**DATA RECORDS**
* * *

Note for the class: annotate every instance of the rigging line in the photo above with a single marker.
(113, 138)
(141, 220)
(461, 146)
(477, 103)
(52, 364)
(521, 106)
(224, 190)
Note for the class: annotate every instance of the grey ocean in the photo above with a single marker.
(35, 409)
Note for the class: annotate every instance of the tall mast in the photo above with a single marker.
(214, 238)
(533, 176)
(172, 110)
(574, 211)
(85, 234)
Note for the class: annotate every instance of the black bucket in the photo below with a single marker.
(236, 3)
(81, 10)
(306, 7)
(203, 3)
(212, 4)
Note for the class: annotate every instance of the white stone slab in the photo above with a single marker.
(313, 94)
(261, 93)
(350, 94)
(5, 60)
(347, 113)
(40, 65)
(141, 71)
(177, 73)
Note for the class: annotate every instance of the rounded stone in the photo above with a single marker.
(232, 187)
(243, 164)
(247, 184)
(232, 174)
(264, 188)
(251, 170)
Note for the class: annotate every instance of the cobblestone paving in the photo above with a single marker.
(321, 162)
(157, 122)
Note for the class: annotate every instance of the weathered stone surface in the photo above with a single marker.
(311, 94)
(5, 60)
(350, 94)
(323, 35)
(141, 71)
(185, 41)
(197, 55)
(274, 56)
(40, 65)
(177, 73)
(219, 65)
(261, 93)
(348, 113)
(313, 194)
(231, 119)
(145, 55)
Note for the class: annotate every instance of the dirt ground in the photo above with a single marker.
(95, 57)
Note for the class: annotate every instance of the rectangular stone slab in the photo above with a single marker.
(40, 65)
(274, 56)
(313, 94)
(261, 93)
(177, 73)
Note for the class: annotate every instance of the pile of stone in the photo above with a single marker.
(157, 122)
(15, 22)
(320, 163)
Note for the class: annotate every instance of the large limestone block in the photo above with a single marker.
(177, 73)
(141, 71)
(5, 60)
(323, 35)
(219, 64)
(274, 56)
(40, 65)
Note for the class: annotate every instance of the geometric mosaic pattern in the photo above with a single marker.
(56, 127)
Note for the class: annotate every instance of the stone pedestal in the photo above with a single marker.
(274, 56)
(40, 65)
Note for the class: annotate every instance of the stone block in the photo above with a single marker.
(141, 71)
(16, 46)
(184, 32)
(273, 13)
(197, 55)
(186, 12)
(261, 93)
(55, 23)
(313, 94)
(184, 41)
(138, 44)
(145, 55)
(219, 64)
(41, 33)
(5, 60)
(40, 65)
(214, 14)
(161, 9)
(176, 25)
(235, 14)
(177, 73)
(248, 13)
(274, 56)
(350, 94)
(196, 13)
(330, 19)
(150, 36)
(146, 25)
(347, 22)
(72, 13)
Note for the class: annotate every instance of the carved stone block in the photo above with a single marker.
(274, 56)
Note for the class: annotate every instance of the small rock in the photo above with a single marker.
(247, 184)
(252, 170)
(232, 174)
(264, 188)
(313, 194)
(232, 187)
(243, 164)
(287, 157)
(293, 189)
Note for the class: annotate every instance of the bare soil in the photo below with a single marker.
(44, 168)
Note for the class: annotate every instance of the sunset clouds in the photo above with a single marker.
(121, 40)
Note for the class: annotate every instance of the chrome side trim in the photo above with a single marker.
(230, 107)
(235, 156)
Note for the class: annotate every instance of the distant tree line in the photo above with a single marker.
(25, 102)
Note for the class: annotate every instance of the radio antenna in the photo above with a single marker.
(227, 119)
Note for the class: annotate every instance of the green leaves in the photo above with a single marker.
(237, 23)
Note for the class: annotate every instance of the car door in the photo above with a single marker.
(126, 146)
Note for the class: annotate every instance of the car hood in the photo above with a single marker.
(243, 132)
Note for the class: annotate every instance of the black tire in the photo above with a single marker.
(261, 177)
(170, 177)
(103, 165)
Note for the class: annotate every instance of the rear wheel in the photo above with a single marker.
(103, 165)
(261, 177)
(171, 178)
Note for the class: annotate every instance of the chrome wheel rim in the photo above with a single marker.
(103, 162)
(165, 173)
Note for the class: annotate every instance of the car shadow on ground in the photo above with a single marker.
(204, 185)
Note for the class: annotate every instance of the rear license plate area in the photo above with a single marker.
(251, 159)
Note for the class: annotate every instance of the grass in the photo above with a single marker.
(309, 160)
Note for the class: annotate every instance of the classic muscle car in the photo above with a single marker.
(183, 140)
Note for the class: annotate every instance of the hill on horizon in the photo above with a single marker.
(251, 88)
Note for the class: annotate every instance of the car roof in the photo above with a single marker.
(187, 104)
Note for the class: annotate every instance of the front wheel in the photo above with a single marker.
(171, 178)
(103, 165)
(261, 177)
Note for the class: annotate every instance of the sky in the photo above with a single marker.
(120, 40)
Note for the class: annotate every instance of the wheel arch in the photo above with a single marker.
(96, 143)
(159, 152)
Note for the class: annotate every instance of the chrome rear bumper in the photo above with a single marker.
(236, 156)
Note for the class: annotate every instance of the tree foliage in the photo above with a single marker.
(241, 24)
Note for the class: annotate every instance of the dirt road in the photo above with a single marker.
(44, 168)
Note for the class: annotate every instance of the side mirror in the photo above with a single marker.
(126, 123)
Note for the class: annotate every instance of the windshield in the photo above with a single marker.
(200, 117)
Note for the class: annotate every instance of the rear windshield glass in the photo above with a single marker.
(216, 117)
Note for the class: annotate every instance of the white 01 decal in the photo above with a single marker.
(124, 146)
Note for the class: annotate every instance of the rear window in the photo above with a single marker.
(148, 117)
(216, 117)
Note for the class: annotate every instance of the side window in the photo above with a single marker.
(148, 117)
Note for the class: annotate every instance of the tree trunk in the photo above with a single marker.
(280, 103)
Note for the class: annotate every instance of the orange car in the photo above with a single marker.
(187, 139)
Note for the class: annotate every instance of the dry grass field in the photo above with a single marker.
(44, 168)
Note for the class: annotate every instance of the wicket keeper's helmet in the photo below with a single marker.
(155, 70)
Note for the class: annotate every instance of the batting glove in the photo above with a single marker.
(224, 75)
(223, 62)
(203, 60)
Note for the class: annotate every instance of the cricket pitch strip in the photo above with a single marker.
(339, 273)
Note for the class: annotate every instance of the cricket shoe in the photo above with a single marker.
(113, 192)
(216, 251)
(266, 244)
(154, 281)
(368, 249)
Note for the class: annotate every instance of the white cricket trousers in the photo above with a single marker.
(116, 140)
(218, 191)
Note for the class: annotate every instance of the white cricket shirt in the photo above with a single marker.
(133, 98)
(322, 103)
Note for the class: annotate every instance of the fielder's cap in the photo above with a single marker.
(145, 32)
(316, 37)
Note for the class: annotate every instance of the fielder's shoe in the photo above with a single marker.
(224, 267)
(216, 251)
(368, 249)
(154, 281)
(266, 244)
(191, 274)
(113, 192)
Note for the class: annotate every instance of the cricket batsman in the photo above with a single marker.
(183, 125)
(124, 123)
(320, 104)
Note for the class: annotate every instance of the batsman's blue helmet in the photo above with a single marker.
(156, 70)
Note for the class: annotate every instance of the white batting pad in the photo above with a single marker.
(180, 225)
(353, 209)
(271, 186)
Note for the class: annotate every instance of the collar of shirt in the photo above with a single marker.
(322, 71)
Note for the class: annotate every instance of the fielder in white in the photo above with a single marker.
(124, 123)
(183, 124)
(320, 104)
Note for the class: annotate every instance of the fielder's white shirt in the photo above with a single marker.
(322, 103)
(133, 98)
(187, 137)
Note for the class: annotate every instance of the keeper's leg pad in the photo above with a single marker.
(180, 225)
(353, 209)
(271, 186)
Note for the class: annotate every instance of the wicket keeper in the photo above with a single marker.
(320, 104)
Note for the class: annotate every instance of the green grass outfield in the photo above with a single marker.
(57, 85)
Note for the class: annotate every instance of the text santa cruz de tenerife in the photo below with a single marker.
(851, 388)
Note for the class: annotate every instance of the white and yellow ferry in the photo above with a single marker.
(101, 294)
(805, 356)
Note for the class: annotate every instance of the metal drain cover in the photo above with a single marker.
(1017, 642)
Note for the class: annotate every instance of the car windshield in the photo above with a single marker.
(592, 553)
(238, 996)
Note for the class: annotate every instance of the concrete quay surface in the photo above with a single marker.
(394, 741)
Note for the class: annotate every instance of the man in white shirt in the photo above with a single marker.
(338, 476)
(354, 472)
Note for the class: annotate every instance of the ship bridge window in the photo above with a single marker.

* * *

**EXERCISE DIRECTIONS**
Give back exactly the lines starting at the one with "Note for the class: annotate every instance of the green grass" and running to the end of the listing. Include both ends.

**EXERCISE ANSWER**
Note for the class: annotate every instance of the green grass outfield in the photo above with a single marker.
(57, 85)
Note for the class: annotate every instance of the text santa cruz de tenerife in the photo below with a single marker.
(851, 388)
Note for the class: annotate every instance of the white and yellow ferry in the photo above with a single marker.
(101, 294)
(805, 356)
Note for the class: annotate every instance of the metal drain cover in the photo above with a single marker.
(1017, 642)
Note for the class: annotate every instance of the car windshield in the photo above with a single marker.
(592, 553)
(238, 996)
Note for the class: annotate every instance of the concrete quay surface in the photo above with a single marker.
(394, 741)
Note for the class: annotate every instance of the man in white shirt in the photo above with a single marker.
(338, 476)
(354, 472)
Note for the class: annotate every instance of the ship bridge window in the photo above with a single marker.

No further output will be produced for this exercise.